* [WORK TO BE COMPLETED] Filter the material below, keeping every line that contains the word "plasticine". Matching is case-sensitive.

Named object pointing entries
____________________

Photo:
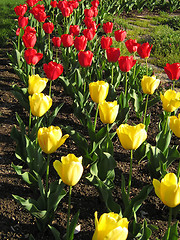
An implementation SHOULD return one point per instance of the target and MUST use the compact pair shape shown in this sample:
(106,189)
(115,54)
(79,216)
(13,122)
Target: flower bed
(109,94)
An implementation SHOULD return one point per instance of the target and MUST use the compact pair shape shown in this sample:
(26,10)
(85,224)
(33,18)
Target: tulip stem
(130,172)
(29,121)
(146,67)
(69,208)
(95,119)
(19,39)
(47,172)
(112,75)
(50,86)
(178,171)
(173,84)
(169,222)
(125,91)
(165,129)
(49,41)
(145,110)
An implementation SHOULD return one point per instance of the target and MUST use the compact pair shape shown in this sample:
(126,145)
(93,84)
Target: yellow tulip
(108,111)
(131,137)
(36,84)
(174,125)
(70,169)
(50,139)
(168,190)
(98,91)
(170,100)
(149,84)
(39,104)
(110,227)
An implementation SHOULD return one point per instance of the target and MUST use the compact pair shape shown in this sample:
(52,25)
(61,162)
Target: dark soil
(16,223)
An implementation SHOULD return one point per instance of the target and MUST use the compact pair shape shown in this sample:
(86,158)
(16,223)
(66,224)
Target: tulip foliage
(59,44)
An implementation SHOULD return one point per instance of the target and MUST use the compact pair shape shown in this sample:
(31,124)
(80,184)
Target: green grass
(162,31)
(8,19)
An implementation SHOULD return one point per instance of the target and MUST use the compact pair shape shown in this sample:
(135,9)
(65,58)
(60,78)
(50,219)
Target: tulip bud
(173,71)
(120,35)
(36,84)
(126,63)
(110,226)
(168,190)
(85,58)
(174,124)
(108,27)
(53,70)
(131,45)
(98,91)
(112,54)
(39,104)
(149,84)
(106,42)
(131,137)
(144,50)
(108,111)
(50,139)
(70,169)
(170,100)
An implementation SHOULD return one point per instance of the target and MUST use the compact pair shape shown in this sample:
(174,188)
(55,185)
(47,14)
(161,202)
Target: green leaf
(54,114)
(146,232)
(73,225)
(125,196)
(26,176)
(137,201)
(163,140)
(105,165)
(55,232)
(35,159)
(55,194)
(173,235)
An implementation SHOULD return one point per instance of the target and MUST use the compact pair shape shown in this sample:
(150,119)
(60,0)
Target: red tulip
(53,4)
(56,41)
(34,10)
(32,57)
(108,27)
(20,10)
(95,3)
(31,3)
(106,42)
(89,33)
(131,45)
(95,10)
(120,35)
(88,12)
(53,70)
(85,58)
(144,50)
(18,31)
(80,43)
(66,11)
(41,16)
(112,54)
(173,71)
(74,30)
(67,40)
(48,27)
(29,39)
(62,4)
(22,21)
(126,63)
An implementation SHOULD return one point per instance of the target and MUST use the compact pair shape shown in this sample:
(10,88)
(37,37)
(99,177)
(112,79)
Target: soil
(16,223)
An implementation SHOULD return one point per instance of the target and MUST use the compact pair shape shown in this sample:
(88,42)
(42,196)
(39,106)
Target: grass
(7,19)
(160,30)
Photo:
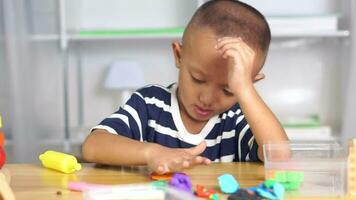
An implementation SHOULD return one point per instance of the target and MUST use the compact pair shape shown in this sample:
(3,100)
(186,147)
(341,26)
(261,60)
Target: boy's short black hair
(229,18)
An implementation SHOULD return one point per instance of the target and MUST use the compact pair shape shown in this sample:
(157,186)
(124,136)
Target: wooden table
(29,181)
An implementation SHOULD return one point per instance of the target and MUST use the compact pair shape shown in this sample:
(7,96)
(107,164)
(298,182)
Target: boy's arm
(106,148)
(243,64)
(263,123)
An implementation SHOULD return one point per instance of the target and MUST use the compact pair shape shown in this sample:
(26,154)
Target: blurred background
(67,64)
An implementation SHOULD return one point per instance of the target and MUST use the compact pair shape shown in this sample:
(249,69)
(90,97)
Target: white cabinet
(57,54)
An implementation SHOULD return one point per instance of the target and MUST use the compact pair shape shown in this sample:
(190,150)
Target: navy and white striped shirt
(152,115)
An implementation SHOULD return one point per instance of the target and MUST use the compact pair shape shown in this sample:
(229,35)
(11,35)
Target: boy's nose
(207,98)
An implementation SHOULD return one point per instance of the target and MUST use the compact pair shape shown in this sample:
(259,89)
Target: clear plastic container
(323,167)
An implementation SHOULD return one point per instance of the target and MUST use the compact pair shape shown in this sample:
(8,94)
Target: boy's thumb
(197,150)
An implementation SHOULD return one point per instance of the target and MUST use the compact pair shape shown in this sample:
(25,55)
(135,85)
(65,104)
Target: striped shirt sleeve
(129,121)
(246,143)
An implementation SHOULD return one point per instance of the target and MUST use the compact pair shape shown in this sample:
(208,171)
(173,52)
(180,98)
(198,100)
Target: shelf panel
(124,35)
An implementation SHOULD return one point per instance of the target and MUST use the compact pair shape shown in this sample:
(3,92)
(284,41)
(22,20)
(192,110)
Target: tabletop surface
(31,181)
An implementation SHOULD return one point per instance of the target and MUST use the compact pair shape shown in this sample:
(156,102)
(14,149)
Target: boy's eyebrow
(195,69)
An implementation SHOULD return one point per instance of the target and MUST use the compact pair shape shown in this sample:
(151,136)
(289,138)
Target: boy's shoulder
(155,90)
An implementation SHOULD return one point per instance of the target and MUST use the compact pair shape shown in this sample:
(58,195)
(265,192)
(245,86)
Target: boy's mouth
(202,112)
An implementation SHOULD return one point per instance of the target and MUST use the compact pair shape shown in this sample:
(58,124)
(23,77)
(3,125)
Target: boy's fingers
(207,161)
(197,150)
(259,77)
(162,169)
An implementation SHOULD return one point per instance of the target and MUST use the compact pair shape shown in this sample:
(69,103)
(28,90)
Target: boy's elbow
(88,152)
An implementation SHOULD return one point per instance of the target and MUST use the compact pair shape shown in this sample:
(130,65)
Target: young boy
(214,113)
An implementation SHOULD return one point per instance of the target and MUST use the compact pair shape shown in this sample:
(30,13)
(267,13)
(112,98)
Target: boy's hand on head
(240,60)
(164,160)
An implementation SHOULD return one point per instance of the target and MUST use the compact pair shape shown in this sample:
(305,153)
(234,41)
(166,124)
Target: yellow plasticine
(60,161)
(352,167)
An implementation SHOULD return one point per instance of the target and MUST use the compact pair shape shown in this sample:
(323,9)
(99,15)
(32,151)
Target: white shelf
(322,133)
(329,34)
(74,38)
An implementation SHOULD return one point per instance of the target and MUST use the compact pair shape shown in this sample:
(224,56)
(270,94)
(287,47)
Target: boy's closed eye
(197,80)
(227,92)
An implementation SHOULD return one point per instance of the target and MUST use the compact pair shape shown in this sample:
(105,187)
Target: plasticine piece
(60,161)
(181,181)
(280,176)
(269,183)
(291,185)
(213,197)
(228,184)
(266,194)
(161,177)
(243,194)
(278,190)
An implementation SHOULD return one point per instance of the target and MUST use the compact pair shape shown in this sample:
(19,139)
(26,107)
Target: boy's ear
(259,77)
(177,52)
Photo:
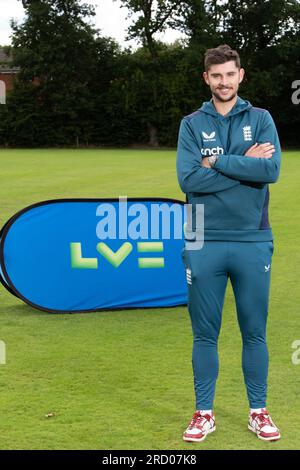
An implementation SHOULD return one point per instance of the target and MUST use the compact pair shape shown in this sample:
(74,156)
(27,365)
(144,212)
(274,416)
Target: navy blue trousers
(248,266)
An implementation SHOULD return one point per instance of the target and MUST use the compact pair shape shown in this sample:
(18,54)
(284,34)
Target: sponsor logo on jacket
(213,151)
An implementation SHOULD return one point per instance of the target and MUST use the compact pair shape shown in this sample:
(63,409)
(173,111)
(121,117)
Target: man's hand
(205,162)
(261,150)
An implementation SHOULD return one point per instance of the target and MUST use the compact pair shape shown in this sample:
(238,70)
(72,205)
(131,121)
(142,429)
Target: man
(228,152)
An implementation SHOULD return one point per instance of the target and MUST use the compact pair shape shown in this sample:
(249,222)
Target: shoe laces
(198,420)
(263,419)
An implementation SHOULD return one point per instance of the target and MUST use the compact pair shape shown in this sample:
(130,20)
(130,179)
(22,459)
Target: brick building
(7,74)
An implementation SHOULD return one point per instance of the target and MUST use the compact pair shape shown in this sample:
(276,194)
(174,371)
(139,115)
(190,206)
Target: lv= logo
(116,258)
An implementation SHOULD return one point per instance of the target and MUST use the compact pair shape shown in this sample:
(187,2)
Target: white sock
(206,412)
(257,410)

____________________

* [RESPONSE]
Target: yellow plasticine
Target: plasticine piece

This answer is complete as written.